▶ _Stored records_
START
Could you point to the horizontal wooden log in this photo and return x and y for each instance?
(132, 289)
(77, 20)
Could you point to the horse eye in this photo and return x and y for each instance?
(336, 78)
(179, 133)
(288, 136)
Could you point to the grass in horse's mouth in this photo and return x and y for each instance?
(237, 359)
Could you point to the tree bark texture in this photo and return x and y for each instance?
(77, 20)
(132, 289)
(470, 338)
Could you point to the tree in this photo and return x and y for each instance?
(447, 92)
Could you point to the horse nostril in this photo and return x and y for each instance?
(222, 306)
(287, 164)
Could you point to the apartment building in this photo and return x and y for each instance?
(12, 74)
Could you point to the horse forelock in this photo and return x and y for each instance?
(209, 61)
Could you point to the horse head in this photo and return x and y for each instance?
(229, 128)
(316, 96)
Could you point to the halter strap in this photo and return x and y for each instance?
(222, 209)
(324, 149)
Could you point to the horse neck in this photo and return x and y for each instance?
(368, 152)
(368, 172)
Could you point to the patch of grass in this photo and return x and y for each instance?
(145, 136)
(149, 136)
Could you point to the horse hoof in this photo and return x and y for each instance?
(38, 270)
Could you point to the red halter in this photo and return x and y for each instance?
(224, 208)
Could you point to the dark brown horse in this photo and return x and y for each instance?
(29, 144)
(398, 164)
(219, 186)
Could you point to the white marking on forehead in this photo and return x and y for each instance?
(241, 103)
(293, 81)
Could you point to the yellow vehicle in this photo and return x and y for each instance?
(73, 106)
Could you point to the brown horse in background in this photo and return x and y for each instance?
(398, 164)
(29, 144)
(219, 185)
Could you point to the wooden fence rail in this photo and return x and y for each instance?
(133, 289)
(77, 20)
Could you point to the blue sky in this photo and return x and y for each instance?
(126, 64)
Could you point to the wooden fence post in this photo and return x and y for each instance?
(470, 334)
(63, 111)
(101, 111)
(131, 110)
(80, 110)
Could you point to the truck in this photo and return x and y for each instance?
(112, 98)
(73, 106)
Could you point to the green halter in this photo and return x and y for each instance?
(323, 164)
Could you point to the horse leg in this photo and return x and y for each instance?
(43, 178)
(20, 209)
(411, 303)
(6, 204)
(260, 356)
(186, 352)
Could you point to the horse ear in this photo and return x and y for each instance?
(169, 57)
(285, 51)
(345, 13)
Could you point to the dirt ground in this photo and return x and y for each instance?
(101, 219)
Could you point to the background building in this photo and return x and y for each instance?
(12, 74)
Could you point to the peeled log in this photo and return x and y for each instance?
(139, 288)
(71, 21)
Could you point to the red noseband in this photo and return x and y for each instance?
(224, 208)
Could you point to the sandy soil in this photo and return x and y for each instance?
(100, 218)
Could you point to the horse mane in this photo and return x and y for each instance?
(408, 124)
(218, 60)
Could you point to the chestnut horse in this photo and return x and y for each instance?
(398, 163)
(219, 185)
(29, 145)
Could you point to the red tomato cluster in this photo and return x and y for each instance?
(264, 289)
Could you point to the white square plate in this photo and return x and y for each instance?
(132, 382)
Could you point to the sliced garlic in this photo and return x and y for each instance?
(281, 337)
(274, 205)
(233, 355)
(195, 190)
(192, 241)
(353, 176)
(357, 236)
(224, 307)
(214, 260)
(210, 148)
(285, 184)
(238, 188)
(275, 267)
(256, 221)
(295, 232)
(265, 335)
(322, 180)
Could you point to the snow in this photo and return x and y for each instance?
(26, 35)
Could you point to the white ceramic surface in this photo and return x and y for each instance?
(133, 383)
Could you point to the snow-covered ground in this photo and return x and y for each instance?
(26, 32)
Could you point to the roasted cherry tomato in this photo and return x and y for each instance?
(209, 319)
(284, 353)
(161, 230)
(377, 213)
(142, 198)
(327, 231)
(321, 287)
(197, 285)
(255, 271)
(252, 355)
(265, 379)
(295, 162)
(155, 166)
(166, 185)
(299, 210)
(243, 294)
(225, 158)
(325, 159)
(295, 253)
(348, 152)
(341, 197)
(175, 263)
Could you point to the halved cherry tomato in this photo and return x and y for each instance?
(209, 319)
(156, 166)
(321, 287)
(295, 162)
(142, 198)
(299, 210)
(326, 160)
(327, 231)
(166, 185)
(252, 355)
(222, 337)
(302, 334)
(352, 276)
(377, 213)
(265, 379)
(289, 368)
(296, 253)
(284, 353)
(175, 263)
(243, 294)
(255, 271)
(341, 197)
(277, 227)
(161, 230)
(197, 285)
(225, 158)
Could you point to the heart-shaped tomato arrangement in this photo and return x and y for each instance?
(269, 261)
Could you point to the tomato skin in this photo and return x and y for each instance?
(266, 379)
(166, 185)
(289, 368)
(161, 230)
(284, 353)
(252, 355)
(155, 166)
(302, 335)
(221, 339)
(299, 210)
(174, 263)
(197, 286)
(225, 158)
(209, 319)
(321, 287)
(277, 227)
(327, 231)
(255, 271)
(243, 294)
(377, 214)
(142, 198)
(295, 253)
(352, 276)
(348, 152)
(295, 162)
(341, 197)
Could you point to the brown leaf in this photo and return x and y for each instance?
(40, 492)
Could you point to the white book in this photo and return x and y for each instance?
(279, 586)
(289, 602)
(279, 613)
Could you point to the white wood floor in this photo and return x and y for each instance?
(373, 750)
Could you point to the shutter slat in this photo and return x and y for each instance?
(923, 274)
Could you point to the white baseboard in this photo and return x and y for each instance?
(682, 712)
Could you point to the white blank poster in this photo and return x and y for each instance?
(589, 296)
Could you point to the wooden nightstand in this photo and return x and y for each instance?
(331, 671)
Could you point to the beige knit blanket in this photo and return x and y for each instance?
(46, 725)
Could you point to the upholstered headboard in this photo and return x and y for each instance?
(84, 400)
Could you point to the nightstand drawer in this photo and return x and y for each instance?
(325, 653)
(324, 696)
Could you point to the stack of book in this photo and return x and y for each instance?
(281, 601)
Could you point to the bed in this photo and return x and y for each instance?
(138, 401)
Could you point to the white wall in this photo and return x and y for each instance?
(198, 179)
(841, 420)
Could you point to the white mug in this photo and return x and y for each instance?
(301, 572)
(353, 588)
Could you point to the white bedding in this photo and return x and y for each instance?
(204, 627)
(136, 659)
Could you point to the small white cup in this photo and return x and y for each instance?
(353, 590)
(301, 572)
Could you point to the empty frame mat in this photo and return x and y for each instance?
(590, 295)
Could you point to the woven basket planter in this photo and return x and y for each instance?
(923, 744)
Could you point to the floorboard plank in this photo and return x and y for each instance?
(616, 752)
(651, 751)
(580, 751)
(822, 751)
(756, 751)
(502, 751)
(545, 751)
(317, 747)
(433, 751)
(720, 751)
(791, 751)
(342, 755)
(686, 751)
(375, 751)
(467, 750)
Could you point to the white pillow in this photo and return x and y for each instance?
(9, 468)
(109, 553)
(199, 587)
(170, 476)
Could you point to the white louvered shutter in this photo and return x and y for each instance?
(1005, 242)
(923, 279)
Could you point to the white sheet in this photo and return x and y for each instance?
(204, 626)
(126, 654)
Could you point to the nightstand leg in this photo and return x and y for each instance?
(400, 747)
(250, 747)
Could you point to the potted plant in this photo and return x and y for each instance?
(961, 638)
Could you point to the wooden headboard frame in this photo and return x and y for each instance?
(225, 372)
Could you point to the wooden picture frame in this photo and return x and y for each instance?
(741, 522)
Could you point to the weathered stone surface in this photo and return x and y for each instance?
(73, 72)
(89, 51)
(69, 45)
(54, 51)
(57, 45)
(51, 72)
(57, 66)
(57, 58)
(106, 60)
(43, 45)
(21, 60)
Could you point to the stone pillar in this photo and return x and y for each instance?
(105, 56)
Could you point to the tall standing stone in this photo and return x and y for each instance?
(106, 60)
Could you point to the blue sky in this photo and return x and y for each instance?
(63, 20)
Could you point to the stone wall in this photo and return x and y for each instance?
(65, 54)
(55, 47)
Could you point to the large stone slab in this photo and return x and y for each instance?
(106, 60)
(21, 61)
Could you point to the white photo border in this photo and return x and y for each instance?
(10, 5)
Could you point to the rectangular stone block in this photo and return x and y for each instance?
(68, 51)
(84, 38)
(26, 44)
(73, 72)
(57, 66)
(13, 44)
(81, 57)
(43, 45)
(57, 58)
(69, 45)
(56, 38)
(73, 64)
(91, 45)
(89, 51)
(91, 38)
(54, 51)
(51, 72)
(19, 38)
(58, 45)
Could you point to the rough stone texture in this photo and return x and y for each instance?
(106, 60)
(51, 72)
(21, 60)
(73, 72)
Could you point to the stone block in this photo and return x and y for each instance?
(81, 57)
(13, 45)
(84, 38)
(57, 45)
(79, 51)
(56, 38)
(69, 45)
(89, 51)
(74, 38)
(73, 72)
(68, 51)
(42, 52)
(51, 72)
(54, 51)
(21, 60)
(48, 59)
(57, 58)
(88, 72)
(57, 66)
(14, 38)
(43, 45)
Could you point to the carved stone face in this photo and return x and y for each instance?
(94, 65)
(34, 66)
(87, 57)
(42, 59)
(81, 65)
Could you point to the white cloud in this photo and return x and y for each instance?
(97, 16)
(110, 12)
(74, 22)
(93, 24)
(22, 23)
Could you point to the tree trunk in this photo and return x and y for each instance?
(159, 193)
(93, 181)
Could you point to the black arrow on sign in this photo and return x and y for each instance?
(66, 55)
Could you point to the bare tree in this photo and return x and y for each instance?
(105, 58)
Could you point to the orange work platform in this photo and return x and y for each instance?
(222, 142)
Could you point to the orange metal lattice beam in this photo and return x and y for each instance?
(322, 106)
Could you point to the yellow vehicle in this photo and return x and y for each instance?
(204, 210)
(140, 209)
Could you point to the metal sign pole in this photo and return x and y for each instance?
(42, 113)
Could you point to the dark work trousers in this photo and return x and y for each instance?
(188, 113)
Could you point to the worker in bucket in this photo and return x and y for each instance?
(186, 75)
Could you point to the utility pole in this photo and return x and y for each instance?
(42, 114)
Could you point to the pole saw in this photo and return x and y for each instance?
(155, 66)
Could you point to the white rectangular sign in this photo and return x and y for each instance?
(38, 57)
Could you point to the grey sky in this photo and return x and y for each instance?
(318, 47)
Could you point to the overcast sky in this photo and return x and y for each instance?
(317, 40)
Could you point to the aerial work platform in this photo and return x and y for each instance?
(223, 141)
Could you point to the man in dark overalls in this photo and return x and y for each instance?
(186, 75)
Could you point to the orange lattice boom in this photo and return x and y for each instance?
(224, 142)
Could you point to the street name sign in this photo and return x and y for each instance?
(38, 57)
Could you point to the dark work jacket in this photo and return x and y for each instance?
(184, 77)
END
▶ _EXERCISE INSTRUCTIONS_
Extract the lines above from the one containing "Could you point to the white cloud" to the last line, both included, exactly as written.

▶ _FULL OUTPUT_
Could you point to the white cloud in this photo and return x and y for each instance?
(97, 16)
(110, 12)
(74, 22)
(93, 24)
(22, 23)
Could you point to the tree trunk in this photo and return x and y for each instance?
(159, 193)
(93, 181)
Could you point to the black arrow on sign in this photo and return x and y for each instance?
(66, 55)
Could you point to the bare tree in this photo and return x and y for each instance?
(105, 58)
Could you point to the orange work platform in this photo and return x and y for each instance?
(222, 142)
Could you point to the orange metal lattice beam in this photo and return x and y for each instance?
(322, 106)
Could you point to the yellow vehicle in this photo and return x and y for each instance?
(204, 210)
(140, 209)
Could you point to the metal sign pole in this photo and return x and y for each instance?
(42, 113)
Could you point to the dark work trousers in this photo and return x and y for each instance?
(188, 113)
Could you point to the worker in bucket in this photo and return x and y for each instance?
(186, 75)
Could you point to the utility pole in this photo and return x and y for each instance?
(42, 114)
Could you point to the pole saw in this photo and return x and y for each instance?
(155, 66)
Could you point to the white rectangular sign in this photo and return x and y for each instance?
(38, 57)
Could you point to the grey sky in this photo and return x and y for each instance?
(318, 47)
Could you point to the overcast sky in this photo and return x and y for each instance?
(317, 40)
Could you point to the aerial work platform in this photo and return x and y for each instance?
(223, 141)
Could you point to the man in dark overalls in this photo and return x and y for each instance?
(186, 75)
Could you point to the orange lattice boom in this photo and return x and y for each instance?
(224, 142)
Could you point to the street name sign in this photo and return x and y for each instance?
(38, 57)
Could you point to the dark work jacket in this photo and return x and y for each instance?
(184, 77)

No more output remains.